And if he's communicating on the message boards or anywhere else about the case, there is a possibility that he could be in violation of the gag order. And if someone, perhaps the judge or anybody else, decides that they want to take any action, the judge has contempt powers. And if she feels that he is in contempt of her order, she's going to have to take action.

She could order him back to jail, but barring any of those things happening, he is out on bail, he's free, and he will remain free at least until the cases are over and the disposition of the criminal charges against both defendants can be completed. Hey guys, this is David from Colorado. Is the state saying that on

On the night she was murdered, that Ryan Duke, by himself, took her to the pecan orchard and dumped her body and then somehow contacted Bo Dukes for help and disposal of the body? Or are they saying that he contacted Bo Dukes prior to moving her to the pecan orchard? Thanks. Love the podcast. Keep up the great work. Another good question.

The first scenario set out by the caller is the,

that really is painted by the warrants and the indictment in this case. The narrative, if you will, that we can piece together from what we've learned before the gag order and based on the charges is that according to the indictments and the narrative the state has laid out, if you will, Ryan Duke acted alone as far as committing the murder and

and did not really bring Boduke's into it until sometime after, a matter of days, when apparently, allegedly, he was asked to help cover up the crime by helping to dispose of, in what we believe to be now, by burning the body over a period of days in the pecan orchard. So it's...

Not that they're saying that Bo had some prior knowledge of this or participated in it, but they're saying he was essentially an accessory after the fact. But since Georgia has no criminal liability necessary for being an accessory after the fact,

They're relying on separate charges, such as concealing the death and tampering with evidence and things of that nature with regard to both charges. This is Stacy from Texas, and I had a question for Philip Holloway. With the indictment being so vague and even the arrest warrants being vague, they need

make these vague to help the family keep her situation and her story private? Like, would the family ask to be respectful of their privacy so that news about Tara can't be put out there? Would that ever be possible? Thanks for doing such a great job and have a good day.

_STORED RECORDS_
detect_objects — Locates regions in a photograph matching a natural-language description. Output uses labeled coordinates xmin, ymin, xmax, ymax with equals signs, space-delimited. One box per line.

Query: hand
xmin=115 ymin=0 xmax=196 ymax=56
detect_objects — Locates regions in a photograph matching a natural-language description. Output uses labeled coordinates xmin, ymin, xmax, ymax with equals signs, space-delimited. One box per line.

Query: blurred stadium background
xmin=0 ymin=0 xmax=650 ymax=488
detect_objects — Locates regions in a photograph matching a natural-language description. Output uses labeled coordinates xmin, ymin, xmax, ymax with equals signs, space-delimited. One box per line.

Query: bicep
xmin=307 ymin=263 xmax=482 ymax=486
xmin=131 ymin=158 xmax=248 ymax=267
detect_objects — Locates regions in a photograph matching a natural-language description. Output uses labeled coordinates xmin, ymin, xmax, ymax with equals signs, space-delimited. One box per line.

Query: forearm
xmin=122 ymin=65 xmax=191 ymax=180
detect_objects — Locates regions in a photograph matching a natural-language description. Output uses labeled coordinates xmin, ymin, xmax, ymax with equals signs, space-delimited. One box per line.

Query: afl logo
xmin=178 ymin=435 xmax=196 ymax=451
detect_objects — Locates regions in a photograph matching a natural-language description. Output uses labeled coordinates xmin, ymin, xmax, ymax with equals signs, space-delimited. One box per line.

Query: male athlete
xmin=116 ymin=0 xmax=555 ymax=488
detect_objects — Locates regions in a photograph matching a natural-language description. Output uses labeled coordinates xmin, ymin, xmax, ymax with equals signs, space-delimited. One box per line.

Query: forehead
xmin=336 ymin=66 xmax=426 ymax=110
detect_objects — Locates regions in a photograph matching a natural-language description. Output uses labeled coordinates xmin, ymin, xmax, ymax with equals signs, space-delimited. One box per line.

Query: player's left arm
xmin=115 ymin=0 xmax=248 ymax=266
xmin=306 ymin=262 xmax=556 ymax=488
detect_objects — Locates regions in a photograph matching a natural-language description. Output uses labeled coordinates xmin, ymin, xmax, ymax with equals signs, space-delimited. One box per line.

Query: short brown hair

_EXERCISE REQUIREMENTS_
Copy out the whole podcast transcript about the Georgia murder case word for word. These lines were taken from a separate source.

_ANSWER TO THE PROBLEM_
And if he's communicating on the message boards or anywhere else about the case, there is a possibility that he could be in violation of the gag order. And if someone, perhaps the judge or anybody else, decides that they want to take any action, the judge has contempt powers. And if she feels that he is in contempt of her order, she's going to have to take action.

She could order him back to jail, but barring any of those things happening, he is out on bail, he's free, and he will remain free at least until the cases are over and the disposition of the criminal charges against both defendants can be completed. Hey guys, this is David from Colorado. Is the state saying that on

On the night she was murdered, that Ryan Duke, by himself, took her to the pecan orchard and dumped her body and then somehow contacted Bo Dukes for help and disposal of the body? Or are they saying that he contacted Bo Dukes prior to moving her to the pecan orchard? Thanks. Love the podcast. Keep up the great work. Another good question.

The first scenario set out by the caller is the,

that really is painted by the warrants and the indictment in this case. The narrative, if you will, that we can piece together from what we've learned before the gag order and based on the charges is that according to the indictments and the narrative the state has laid out, if you will, Ryan Duke acted alone as far as committing the murder and

and did not really bring Boduke's into it until sometime after, a matter of days, when apparently, allegedly, he was asked to help cover up the crime by helping to dispose of, in what we believe to be now, by burning the body over a period of days in the pecan orchard. So it's...

Not that they're saying that Bo had some prior knowledge of this or participated in it, but they're saying he was essentially an accessory after the fact. But since Georgia has no criminal liability necessary for being an accessory after the fact,

They're relying on separate charges, such as concealing the death and tampering with evidence and things of that nature with regard to both charges. This is Stacy from Texas, and I had a question for Philip Holloway. With the indictment being so vague and even the arrest warrants being vague, they need

make these vague to help the family keep her situation and her story private? Like, would the family ask to be respectful of their privacy so that news about Tara can't be put out there? Would that ever be possible? Thanks for doing such a great job and have a good day.